ABOUT THIS EXERCISE: Your output must match the records below character for character.

RECORDS FOR THIS TASK:
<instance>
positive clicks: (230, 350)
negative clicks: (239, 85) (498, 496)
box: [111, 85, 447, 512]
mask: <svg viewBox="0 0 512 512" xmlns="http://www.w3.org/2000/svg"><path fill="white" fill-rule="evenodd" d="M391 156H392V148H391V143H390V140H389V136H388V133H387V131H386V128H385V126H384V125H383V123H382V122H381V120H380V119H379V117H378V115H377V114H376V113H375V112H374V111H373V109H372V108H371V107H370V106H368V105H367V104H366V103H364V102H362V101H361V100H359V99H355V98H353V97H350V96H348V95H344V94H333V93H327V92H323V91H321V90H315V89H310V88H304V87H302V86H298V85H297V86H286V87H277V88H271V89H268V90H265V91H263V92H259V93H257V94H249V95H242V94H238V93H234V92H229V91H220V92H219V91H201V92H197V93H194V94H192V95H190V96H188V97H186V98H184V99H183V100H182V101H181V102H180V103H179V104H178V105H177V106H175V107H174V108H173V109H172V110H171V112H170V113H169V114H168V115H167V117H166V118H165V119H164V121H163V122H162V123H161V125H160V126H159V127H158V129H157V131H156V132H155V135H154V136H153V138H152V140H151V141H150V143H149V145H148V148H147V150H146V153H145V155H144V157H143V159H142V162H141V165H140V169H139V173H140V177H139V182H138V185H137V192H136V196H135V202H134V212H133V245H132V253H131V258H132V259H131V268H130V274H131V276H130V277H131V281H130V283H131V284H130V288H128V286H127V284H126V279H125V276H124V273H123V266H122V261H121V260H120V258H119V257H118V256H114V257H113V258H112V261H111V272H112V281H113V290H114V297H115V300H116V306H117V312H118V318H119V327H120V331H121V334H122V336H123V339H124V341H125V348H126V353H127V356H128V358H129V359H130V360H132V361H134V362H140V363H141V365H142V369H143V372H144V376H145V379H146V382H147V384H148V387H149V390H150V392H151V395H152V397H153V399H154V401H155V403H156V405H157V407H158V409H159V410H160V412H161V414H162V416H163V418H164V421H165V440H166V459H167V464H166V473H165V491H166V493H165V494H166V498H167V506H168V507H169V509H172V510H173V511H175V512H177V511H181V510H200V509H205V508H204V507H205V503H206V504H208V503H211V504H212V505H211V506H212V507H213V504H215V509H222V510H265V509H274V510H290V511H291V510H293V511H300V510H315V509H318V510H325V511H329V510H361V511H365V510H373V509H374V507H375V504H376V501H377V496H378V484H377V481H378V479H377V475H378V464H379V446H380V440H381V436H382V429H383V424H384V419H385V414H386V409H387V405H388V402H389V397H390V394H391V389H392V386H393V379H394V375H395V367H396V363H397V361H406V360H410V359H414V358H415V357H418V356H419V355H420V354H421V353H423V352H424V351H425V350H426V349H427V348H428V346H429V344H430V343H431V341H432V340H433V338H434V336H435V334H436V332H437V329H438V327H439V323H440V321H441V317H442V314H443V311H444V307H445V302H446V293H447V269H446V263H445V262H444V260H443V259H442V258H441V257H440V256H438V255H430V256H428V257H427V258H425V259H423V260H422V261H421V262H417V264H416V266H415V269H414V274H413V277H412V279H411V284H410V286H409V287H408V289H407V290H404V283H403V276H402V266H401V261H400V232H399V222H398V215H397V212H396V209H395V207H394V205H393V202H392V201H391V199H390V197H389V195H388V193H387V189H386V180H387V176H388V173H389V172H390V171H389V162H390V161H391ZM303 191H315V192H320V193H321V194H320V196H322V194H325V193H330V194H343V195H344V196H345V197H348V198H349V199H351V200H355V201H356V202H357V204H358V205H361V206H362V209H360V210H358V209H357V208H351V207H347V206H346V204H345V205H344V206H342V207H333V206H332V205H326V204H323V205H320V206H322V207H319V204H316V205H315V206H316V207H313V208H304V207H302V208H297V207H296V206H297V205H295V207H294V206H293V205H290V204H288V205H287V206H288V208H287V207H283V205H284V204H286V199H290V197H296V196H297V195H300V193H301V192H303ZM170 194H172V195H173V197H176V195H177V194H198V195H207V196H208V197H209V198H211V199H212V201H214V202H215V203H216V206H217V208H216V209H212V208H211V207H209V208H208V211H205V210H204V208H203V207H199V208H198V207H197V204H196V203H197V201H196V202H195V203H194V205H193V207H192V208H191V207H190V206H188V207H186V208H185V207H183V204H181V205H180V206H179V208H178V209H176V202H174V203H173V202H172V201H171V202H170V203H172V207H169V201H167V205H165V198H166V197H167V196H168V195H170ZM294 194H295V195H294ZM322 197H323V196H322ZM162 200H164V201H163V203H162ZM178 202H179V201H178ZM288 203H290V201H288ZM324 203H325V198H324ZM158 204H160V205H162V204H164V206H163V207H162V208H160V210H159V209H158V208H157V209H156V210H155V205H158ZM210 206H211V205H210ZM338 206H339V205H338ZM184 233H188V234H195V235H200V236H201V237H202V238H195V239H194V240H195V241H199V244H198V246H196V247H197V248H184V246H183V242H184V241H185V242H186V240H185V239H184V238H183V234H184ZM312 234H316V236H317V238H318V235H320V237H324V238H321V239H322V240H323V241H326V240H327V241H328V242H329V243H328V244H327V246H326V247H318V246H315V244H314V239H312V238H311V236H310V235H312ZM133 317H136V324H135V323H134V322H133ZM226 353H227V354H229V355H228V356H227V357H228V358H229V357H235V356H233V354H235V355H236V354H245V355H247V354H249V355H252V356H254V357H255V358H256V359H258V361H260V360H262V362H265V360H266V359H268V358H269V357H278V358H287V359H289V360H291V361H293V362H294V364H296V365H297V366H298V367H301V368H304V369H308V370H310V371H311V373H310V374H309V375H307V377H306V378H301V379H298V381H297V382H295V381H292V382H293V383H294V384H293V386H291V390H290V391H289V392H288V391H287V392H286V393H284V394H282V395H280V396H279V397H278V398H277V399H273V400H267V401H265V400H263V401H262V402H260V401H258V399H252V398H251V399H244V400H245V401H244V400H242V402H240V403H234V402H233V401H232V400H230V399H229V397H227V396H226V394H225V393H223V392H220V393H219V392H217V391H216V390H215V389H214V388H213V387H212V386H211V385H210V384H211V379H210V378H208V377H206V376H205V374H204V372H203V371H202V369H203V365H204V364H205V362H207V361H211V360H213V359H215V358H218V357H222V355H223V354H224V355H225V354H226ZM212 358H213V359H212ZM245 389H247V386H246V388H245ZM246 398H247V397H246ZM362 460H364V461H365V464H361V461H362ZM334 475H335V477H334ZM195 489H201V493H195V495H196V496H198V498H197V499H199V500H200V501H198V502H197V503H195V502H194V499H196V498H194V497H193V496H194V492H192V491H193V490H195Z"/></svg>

EXERCISE SOLUTION:
<instance>
positive clicks: (230, 350)
negative clicks: (239, 85) (498, 496)
box: [111, 85, 447, 512]
mask: <svg viewBox="0 0 512 512" xmlns="http://www.w3.org/2000/svg"><path fill="white" fill-rule="evenodd" d="M391 156H392V148H391V143H390V140H389V136H388V133H387V131H386V128H385V126H384V125H383V123H382V122H381V120H380V119H379V117H378V115H377V114H376V113H375V112H374V111H373V109H372V108H371V107H370V106H368V105H367V104H366V103H364V102H362V101H361V100H359V99H355V98H353V97H350V96H348V95H344V94H333V93H327V92H323V91H321V90H315V89H310V88H304V87H302V86H298V85H297V86H286V87H277V88H271V89H268V90H265V91H263V92H259V93H257V94H249V95H242V94H238V93H234V92H229V91H220V92H219V91H201V92H197V93H194V94H192V95H190V96H188V97H186V98H184V99H183V100H182V101H181V102H180V103H179V104H178V105H177V106H175V107H174V108H173V109H172V110H171V112H170V113H169V114H168V115H167V117H166V118H165V119H164V121H163V122H162V123H161V125H160V126H159V127H158V129H157V131H156V132H155V135H154V136H153V138H152V140H151V141H150V143H149V145H148V148H147V150H146V153H145V155H144V157H143V159H142V162H141V165H140V169H139V173H140V177H139V182H138V185H137V192H136V196H135V202H134V212H133V245H132V253H131V258H132V259H131V268H130V274H131V276H130V277H131V281H130V283H131V284H130V288H128V286H127V284H126V279H125V276H124V273H123V266H122V261H121V260H120V258H119V257H118V256H114V257H113V258H112V261H111V272H112V281H113V290H114V297H115V300H116V306H117V312H118V318H119V327H120V331H121V334H122V336H123V339H124V341H125V348H126V353H127V356H128V358H129V359H130V360H132V361H134V362H140V363H141V365H142V369H143V372H144V376H145V379H146V382H147V384H148V387H149V390H150V392H151V395H152V397H153V399H154V401H155V403H156V405H157V407H158V409H159V410H160V412H161V414H162V416H163V418H164V421H165V440H166V459H167V464H166V473H165V491H166V493H165V494H166V498H167V506H168V507H169V509H172V510H173V511H175V512H177V511H181V510H200V509H205V508H204V507H205V503H206V504H208V503H211V504H212V505H211V506H212V507H213V504H215V509H222V510H265V509H274V510H290V511H291V510H293V511H300V510H315V509H318V510H325V511H329V510H361V511H365V510H373V509H374V507H375V504H376V501H377V496H378V484H377V481H378V479H377V475H378V464H379V446H380V440H381V436H382V429H383V424H384V419H385V414H386V409H387V405H388V402H389V397H390V394H391V389H392V386H393V379H394V375H395V367H396V363H397V361H406V360H410V359H414V358H415V357H418V356H419V355H420V354H421V353H423V352H424V351H425V350H426V349H427V348H428V346H429V344H430V343H431V341H432V340H433V338H434V336H435V334H436V332H437V329H438V327H439V323H440V321H441V317H442V314H443V311H444V307H445V302H446V293H447V269H446V263H445V262H444V260H443V259H442V258H441V257H440V256H438V255H430V256H428V257H427V258H425V259H423V260H422V261H421V262H417V264H416V266H415V269H414V274H413V277H412V279H411V284H410V286H409V287H408V289H407V290H404V283H403V276H402V266H401V261H400V232H399V222H398V215H397V212H396V209H395V207H394V205H393V202H392V201H391V199H390V197H389V195H388V193H387V189H386V180H387V176H388V173H389V172H390V171H389V162H390V161H391ZM303 191H315V192H320V193H321V194H320V196H322V194H325V193H330V194H343V195H344V196H345V197H348V198H349V199H351V200H355V201H356V202H357V204H358V205H361V206H362V209H360V210H358V209H357V208H351V207H347V206H346V204H345V205H344V206H342V207H333V206H332V205H326V204H323V205H320V206H322V207H319V204H316V205H315V206H316V207H313V208H304V207H302V208H297V207H296V206H297V205H295V207H294V206H293V205H290V204H288V205H287V206H288V208H287V207H283V205H284V204H286V199H290V197H296V196H297V195H300V193H301V192H303ZM170 194H172V195H173V197H176V195H177V194H198V195H207V196H208V197H209V198H211V199H212V201H214V202H215V203H216V206H217V208H216V209H212V208H211V207H209V208H208V211H205V210H204V208H203V207H199V208H198V207H197V204H196V203H197V201H196V202H195V203H194V205H193V207H192V208H191V207H190V206H188V207H186V208H185V207H183V204H181V205H180V206H179V208H178V209H176V202H174V203H173V202H172V201H171V202H170V203H172V207H169V201H167V205H165V198H166V197H167V196H168V195H170ZM294 194H295V195H294ZM322 197H323V196H322ZM162 200H164V201H163V203H162ZM178 202H179V201H178ZM288 203H290V201H288ZM324 203H325V198H324ZM158 204H160V205H162V204H164V206H163V207H162V208H160V210H159V209H158V208H157V209H156V210H155V205H158ZM210 206H211V205H210ZM338 206H339V205H338ZM184 233H188V234H195V235H200V236H201V237H202V238H195V239H194V240H195V241H199V244H198V246H196V247H197V248H184V246H183V242H184V241H185V242H186V240H185V239H184V238H183V234H184ZM312 234H316V236H317V238H318V235H320V237H324V238H321V239H322V240H323V241H326V240H327V241H328V242H329V243H328V244H327V246H326V247H318V246H315V244H314V239H312V238H311V236H310V235H312ZM133 317H136V324H135V323H134V322H133ZM226 353H227V354H229V355H228V356H227V357H228V358H229V357H235V356H233V354H235V355H236V354H245V355H247V354H249V355H252V356H254V357H255V358H256V359H258V361H260V360H262V362H265V360H266V359H268V358H269V357H278V358H287V359H289V360H291V361H293V362H294V364H296V365H297V366H298V367H301V368H304V369H308V370H310V371H311V373H310V374H309V375H307V377H306V378H301V379H298V381H297V382H295V381H292V382H293V383H294V384H293V386H291V390H290V391H289V392H288V391H287V392H286V393H284V394H282V395H280V396H279V397H278V398H277V399H273V400H267V401H265V400H263V401H262V402H260V401H258V399H252V398H251V399H244V400H245V401H244V400H242V402H240V403H234V402H233V401H232V400H230V399H229V397H227V396H226V394H225V393H223V392H220V393H219V392H217V391H216V390H215V389H214V388H213V387H212V386H211V385H210V384H211V379H210V378H208V377H206V376H205V374H204V372H203V371H202V369H203V365H204V364H205V362H207V361H211V360H213V359H215V358H218V357H222V355H223V354H224V355H225V354H226ZM212 358H213V359H212ZM245 389H247V386H246V388H245ZM246 398H247V397H246ZM362 460H364V461H365V464H361V461H362ZM334 475H335V477H334ZM195 489H201V493H195V495H196V496H198V498H197V499H199V500H200V501H198V502H197V503H195V502H194V499H196V498H194V497H193V496H194V492H192V491H193V490H195Z"/></svg>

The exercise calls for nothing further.